FRAGMENT:
______________________________

De Nederlandse zeehond staat er zo goed voor dat opvang moet worden beperkt vanuit het belang van de populatie en het dierenwelzijn. Uit onderzoek blijkt dat opvang ook nadelige gevolgen kan hebben voor zeehonden, zoals de scheiding van moeder en pup en meer concurrentie voor het beschikbare voedselaanbod. Dit staat in het advies ‘Zeehondenopvang in Nederland’ van de Wetenschappelijke Adviescommissie Zeehondenopvang (WAZ) aan minister Carola Schouten van het ministerie van Landbouw, Natuur en Voedselkwaliteit.
André van der Zande voorzitter WAZ: “De huidige gezonde populatie van de zeehonden in de Nederlandse wateren vraagt om een andere manier van denken. Zeehonden zijn wilde dieren en horen thuis in de natuur. Dit moet ook het uitgangspunt voor opvang zijn”.
Luister naar het interview met André van der Zande (voorzitter WAZ) en Frank Meijboom (hoogleraar dierethiek Universiteit Utrecht):
Bioloog professor André van der Zande, voorzitter van de Wetenschappelijke Adviescommissie Zeehondenopvang legt uit wat de belangrijkste maatregelen zijn die zijn commissie voorstelt voor zeehondenopvang nieuwe stijl. Professor Frank Meijboom, hoogleraar dierethiek aan de Universiteit Utrecht over de vraag of Nederland ondertussen niet te klein en te vol is geworden voor lijdende dieren.

______________________________

Gegevens
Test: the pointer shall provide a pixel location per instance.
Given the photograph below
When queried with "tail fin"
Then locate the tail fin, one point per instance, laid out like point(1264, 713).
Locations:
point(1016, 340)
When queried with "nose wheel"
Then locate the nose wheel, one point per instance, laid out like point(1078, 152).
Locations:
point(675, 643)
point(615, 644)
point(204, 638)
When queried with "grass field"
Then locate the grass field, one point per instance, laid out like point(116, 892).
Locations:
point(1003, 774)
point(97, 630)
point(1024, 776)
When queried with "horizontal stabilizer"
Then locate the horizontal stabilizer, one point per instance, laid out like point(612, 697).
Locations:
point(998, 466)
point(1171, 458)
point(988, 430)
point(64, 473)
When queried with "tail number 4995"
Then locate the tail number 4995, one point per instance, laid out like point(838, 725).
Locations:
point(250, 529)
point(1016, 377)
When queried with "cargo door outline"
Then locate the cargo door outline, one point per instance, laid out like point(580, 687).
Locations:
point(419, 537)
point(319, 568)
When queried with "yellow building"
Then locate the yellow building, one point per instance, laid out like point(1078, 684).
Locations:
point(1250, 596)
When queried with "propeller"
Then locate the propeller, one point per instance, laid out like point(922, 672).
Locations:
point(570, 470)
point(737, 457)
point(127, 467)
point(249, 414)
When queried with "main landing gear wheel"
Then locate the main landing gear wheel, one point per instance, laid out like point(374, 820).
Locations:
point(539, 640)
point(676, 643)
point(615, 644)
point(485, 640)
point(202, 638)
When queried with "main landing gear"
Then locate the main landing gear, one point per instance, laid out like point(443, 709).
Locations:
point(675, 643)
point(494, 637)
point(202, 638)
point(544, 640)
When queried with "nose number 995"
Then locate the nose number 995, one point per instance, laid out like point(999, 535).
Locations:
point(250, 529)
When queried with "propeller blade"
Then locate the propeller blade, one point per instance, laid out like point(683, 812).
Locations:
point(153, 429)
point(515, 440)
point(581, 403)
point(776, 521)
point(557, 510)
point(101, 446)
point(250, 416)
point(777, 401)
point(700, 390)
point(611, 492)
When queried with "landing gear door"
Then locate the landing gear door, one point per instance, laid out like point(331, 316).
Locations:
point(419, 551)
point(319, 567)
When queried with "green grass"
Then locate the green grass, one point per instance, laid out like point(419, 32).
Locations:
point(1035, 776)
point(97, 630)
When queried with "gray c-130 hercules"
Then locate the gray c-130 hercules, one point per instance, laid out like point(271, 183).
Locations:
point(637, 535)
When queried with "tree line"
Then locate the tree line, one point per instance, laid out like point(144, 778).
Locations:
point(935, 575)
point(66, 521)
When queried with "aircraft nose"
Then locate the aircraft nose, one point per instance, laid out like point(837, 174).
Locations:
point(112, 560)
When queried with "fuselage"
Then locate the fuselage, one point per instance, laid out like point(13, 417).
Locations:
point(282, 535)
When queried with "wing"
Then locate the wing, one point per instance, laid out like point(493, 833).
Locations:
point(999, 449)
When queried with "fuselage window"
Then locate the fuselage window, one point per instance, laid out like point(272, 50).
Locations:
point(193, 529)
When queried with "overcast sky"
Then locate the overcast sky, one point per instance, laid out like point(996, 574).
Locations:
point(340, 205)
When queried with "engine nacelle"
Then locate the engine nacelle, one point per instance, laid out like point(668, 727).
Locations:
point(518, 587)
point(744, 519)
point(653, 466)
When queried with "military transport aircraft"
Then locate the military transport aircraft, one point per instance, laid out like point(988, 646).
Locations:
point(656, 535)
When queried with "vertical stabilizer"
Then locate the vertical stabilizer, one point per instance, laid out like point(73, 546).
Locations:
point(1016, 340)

______________________________

OPDRACHTEN:
(a) Welke personen worden in de tekst over zeehondenopvang bij naam genoemd? Geef ze allemaal.
(b) Schrijf uit de tekst over zeehondenopvang het stuk tussen "De Nederlandse zeehond" en "Natuur en Voedselkwaliteit." over, met die woorden erbij.
Deze gegevens komen uit een andere bron.

ANTWOORDEN PER OPDRACHT:
(a) Carola Schouten, André van der Zande en Frank Meijboom.

(b)
De Nederlandse zeehond staat er zo goed voor dat opvang moet worden beperkt vanuit het belang van de populatie en het dierenwelzijn. Uit onderzoek blijkt dat opvang ook nadelige gevolgen kan hebben voor zeehonden, zoals de scheiding van moeder en pup en meer concurrentie voor het beschikbare voedselaanbod. Dit staat in het advies ‘Zeehondenopvang in Nederland’ van de Wetenschappelijke Adviescommissie Zeehondenopvang (WAZ) aan minister Carola Schouten van het ministerie van Landbouw, Natuur en Voedselkwaliteit.